To do »
[A] Answer these questions about the CUDA tone mapping post:
(i) Which two hardware interfaces already have tone mapping implementations?
(ii) In what country is the writer a student?
(iii) What is the most power the planned cluster should draw at peak?
[B] Which stream types does the CUDA tone mapping post list in the mix the cluster should handle at once?
[C] Pick up the CUDA tone mapping post after its final sentence and keep writing.

Extract to read »
__________________________________________________
[FFmpeg-devel] Development of a CUDA accelerated variant of the libav vf_tonemap

Tue Jan 12 00:27:59 EET 2021

Hi guys and gals, first post on this mailing list, apologies for any 
formatting/stylistic snafus

TLDR; we currently have tone mapping filters (typically used to map 
content from a 10bit HDR source to an 8bit SDR output) that are done on 
CPU with Zscale from Zlib, or hardware implementations using VAAPI or 
OpenCL. Having a version implemented in CUDA would round out the main 
HWaccels types.

Context:
	I'm a computer engineering student up in Canada with an interest in 
high efficiency distributed processing. As a personal project I'm 
trying to build a cluster of Nvidia Jetson Nano's to be able to handle 
a few dozen streams (mix of SD, HD, FHD, UHD, 4kHDR) at once while 
drawing south of 100W at peak. These little devices can do anywhere 
from 1 to 9 streams of content at a time depending on 
resolution/framerate in hardware in any mix of HEVC or H.264, so 3 of 
them should get me most of the way to where I want to go (this would be 
a 30W package capable of ~12 2160p30 at 10 bit -> 1080p30 8bit streams).

The issue is that, 4 little arm64 cores are just not going to be able 
to tonemap using Zscale in real time, even with the encoder and 
decoders sharing memory with the CPU (so no PCIe memcopy penalty). On 
the other hand, the built in GPU and the relative simplicity of most 
tone mapping algorithms (say hable) should make quick work of this.
__________________________________________________
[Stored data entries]
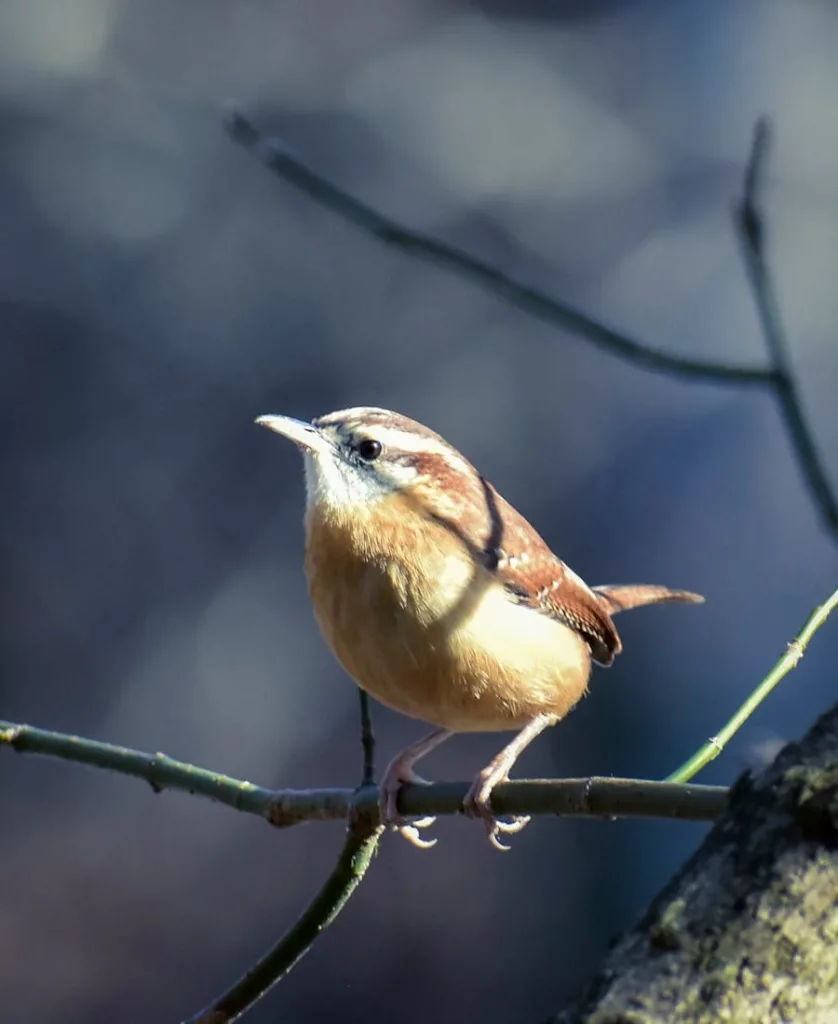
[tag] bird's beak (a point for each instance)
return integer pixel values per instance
(303, 434)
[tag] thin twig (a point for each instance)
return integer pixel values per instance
(578, 798)
(750, 225)
(358, 851)
(789, 660)
(287, 166)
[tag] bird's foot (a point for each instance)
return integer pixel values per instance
(396, 774)
(477, 805)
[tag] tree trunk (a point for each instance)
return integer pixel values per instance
(748, 930)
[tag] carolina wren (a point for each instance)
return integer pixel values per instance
(440, 599)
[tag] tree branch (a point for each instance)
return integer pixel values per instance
(283, 808)
(750, 225)
(778, 378)
(362, 841)
(285, 165)
(746, 932)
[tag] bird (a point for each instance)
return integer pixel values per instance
(441, 600)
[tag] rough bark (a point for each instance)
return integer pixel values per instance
(748, 930)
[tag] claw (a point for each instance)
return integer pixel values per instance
(410, 830)
(390, 817)
(476, 805)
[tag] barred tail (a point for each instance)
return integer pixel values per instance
(623, 598)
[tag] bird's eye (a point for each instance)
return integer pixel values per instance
(369, 450)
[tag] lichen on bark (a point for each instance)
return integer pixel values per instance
(747, 932)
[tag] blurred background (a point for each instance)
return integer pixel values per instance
(159, 289)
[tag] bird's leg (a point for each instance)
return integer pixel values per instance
(477, 800)
(399, 771)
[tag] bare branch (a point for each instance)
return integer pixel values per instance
(593, 797)
(358, 851)
(746, 931)
(778, 378)
(750, 224)
(790, 659)
(285, 165)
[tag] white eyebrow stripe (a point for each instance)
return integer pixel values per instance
(405, 440)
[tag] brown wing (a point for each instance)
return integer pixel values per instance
__________________________________________________
Outputs »
[A]
(i) VAAPI and OpenCL
(ii) Canada
(iii) Under 100W

[B] SD, HD, FHD, UHD, 4kHDR

[C]
Unfortunately (or fortunately for me to learn with?) there isn't a CUDA 
version of the filter.

Question/guidance:
I've read through the doc on how to write filters, as well as looking 
at the other cuda filters currently in the source and have a general 
idea of where I'm going, but haven't been able to fully nail down how 
to access frames from hwupload_cuda passed to vf_tonemap_cuda.c which 
in turn passes that frame to vf_tonemap_cuda.cu for processing. I have 
a repo with everything I've been pulling together for my project, but 
the piece of interest is under */cuda_filter/ in the source tree. 
<https://github.com/Camofelix/Jetson_ffmpeg_trancode_cluster/>

Would anyone mind helping me out with how to architect this?

Thanks!

FelixCLC
(Alias's: FCLC, camofelix )